[Exercise instructions]: How many lines in the data below contain the word "concrete"? Reply with the number alone.

[Provided entries]:
========
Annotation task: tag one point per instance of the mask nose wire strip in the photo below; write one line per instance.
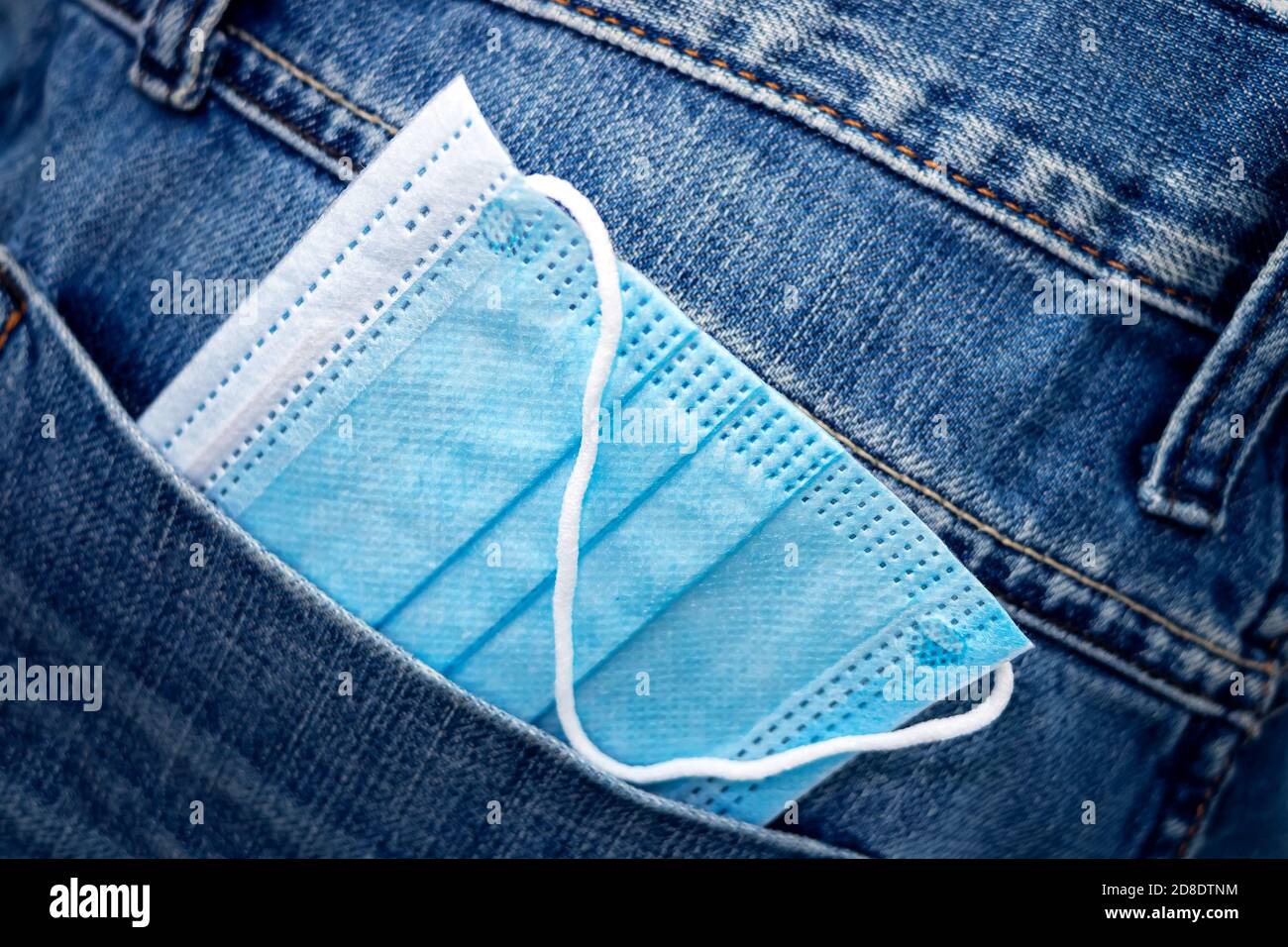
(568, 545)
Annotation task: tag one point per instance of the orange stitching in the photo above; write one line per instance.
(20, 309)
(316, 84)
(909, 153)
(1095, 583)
========
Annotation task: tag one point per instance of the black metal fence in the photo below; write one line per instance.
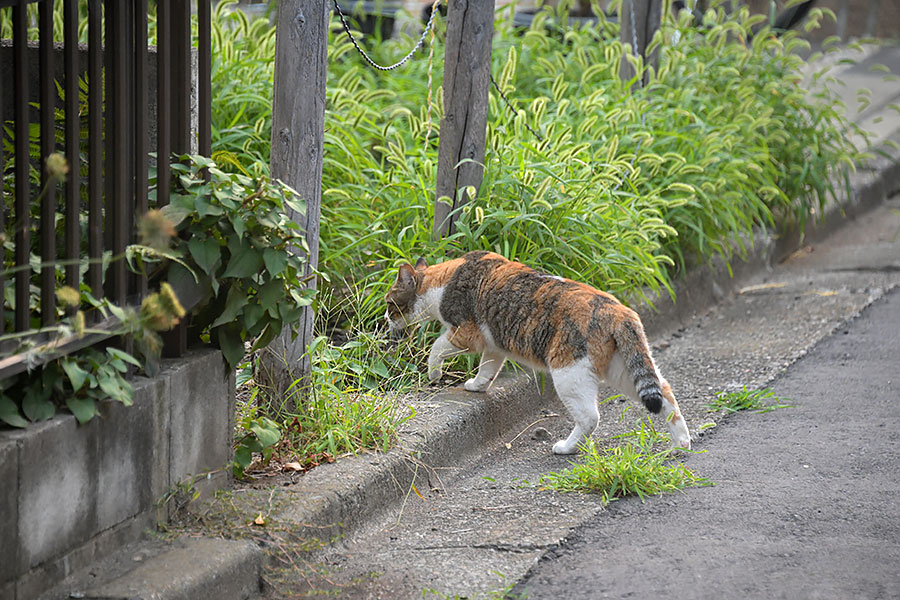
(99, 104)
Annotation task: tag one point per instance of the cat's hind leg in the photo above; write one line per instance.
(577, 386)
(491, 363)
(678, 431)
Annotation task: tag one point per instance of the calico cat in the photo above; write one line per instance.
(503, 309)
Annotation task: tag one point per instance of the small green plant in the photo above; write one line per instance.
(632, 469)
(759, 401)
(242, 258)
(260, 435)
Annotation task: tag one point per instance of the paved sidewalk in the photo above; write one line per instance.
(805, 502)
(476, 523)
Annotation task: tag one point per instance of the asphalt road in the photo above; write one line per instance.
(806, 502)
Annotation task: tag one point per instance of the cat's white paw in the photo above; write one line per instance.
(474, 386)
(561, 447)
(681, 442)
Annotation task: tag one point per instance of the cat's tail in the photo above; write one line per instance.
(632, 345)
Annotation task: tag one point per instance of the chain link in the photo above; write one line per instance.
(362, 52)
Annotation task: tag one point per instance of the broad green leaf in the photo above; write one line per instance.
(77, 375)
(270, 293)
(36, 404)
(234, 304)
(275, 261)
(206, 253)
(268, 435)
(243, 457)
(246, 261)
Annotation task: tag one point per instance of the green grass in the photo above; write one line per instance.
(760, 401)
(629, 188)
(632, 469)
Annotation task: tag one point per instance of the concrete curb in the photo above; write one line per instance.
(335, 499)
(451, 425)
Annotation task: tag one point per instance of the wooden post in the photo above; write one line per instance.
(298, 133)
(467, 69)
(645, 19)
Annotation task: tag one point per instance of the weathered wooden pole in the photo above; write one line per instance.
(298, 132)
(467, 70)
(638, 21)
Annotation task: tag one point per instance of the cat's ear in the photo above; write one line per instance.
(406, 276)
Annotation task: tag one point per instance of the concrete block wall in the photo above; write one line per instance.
========
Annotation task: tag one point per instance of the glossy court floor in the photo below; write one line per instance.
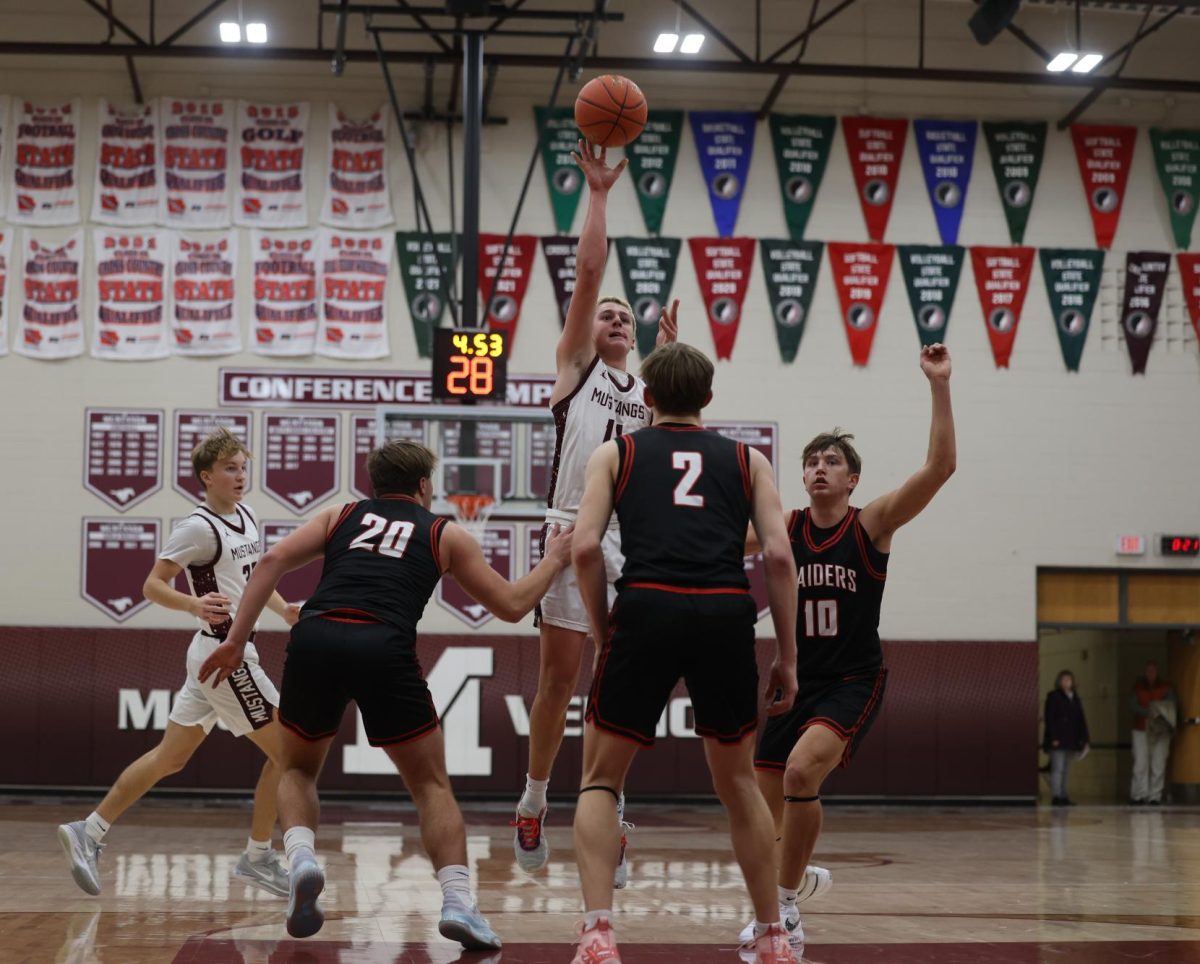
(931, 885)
========
[Result of this exercise]: 2